- [MATERIAL PROVIDED]

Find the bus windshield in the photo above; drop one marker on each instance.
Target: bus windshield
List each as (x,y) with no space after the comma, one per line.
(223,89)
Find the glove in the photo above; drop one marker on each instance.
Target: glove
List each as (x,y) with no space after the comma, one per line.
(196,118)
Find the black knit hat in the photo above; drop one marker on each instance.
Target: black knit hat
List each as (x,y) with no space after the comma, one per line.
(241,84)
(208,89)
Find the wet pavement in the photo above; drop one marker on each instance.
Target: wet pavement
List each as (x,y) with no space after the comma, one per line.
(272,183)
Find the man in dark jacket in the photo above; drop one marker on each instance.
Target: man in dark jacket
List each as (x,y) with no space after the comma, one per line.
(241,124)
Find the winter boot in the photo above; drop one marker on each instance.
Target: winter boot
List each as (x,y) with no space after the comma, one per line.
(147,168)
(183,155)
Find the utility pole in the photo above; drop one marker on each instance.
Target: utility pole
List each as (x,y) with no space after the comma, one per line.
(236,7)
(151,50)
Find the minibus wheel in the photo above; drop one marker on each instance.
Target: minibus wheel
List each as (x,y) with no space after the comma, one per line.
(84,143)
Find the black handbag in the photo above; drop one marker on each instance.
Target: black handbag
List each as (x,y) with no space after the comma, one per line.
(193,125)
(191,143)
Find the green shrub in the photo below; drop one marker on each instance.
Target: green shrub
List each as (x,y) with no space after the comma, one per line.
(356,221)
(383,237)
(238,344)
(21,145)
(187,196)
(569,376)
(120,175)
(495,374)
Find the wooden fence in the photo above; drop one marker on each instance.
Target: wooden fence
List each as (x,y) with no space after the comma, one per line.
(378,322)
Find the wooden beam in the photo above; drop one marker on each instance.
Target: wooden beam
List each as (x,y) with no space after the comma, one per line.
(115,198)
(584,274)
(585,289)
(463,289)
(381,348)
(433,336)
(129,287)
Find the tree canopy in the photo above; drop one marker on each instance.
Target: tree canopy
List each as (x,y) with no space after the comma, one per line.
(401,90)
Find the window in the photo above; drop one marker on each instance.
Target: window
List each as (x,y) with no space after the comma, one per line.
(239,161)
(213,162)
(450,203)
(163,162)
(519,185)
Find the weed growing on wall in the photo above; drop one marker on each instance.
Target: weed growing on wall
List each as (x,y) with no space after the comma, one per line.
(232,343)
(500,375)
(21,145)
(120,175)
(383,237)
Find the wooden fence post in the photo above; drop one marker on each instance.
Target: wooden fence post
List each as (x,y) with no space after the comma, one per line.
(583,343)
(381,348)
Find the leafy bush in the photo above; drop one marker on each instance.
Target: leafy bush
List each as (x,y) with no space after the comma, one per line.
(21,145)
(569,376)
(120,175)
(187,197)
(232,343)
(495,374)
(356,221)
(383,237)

- [PROBLEM TO WORK ON] Return the span of lines in the data above that opens at the line with "Target: winter boot" and closes at the line with "Target: wooden beam", exactly, ends included, nothing else.

- [RESPONSE TO THIS TASK]
Target: winter boot
List each as (x,y) with no space after the comma, one per line.
(147,168)
(183,155)
Find the utility pole in the photo above; drop one marker on each instance.
Target: utility pole
List each as (x,y) with no space after the comma, one per line.
(236,7)
(151,50)
Find the minibus wheel in the photo above; drop one marker on each instance.
Target: minibus wheel
List each as (x,y) with no space after the comma, one per line.
(84,143)
Find the black handbag in the photo above; drop one marker on each instance.
Target: black handbag
List each as (x,y) with no space after the comma, one per line.
(193,125)
(191,143)
Find the green shrub in the photo below; drop one marker on each instance.
Target: green shrub
List each as (x,y) with no space after the comma, one per line.
(356,221)
(383,237)
(238,344)
(21,145)
(187,196)
(569,376)
(120,175)
(495,374)
Find the wooden fence in the photo above; drop one marker on each instance.
Target: wooden fence
List each as (x,y) with no space after the comma, one per line.
(378,322)
Find the wooden beam in the photo above; drop one marker on each instance.
Target: wooden beam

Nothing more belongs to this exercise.